**Task goal:** Print, word for word, the lines of the records below that begin with the line containing "For every instance of the background" and run through the line containing "pixel 214 255", and no others.
____________________
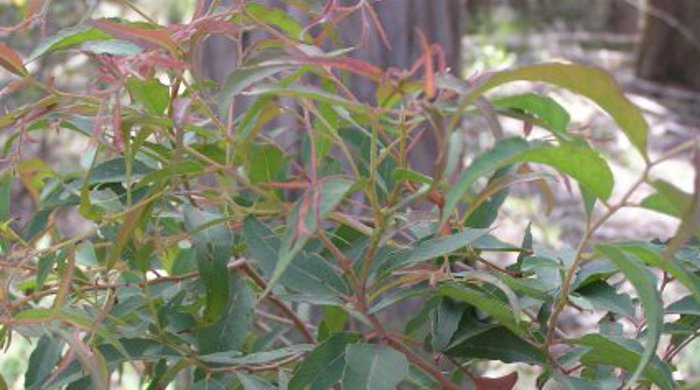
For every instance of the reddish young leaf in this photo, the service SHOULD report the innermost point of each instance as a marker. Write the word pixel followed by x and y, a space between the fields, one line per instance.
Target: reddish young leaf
pixel 10 60
pixel 428 66
pixel 34 8
pixel 147 38
pixel 347 63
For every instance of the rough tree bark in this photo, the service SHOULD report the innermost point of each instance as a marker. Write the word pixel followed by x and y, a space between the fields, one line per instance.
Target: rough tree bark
pixel 669 51
pixel 439 20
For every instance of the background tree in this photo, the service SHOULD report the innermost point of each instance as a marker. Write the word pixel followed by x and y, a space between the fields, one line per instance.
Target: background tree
pixel 669 51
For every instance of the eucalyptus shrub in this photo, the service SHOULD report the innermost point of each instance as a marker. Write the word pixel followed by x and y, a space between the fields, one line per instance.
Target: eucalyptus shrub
pixel 214 255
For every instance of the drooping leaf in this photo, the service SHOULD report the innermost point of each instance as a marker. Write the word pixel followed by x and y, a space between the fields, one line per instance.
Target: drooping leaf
pixel 497 343
pixel 305 274
pixel 68 37
pixel 575 159
pixel 277 18
pixel 213 246
pixel 251 382
pixel 10 60
pixel 266 163
pixel 653 256
pixel 231 329
pixel 627 354
pixel 489 304
pixel 114 47
pixel 445 323
pixel 150 93
pixel 601 296
pixel 304 91
pixel 593 83
pixel 42 362
pixel 541 107
pixel 323 366
pixel 148 38
pixel 644 283
pixel 244 77
pixel 307 212
pixel 373 367
pixel 430 249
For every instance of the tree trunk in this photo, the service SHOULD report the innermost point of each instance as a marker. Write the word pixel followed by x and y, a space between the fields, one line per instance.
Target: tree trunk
pixel 623 18
pixel 670 48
____________________
**Expected answer:**
For every instance of the background tree in this photo, the service SHOULD report the innermost point of each instance as a marker. Write the word pixel followed by x and y, a space between the fields, one line per instance.
Target: background tree
pixel 669 51
For every instance of the eucalyptus shrub in this photo, the service SHOULD report the innermost point of each instance as a marker. Write the word pixel followed by x and y, a space between the fields, one line per instance.
Target: eucalyptus shrub
pixel 214 255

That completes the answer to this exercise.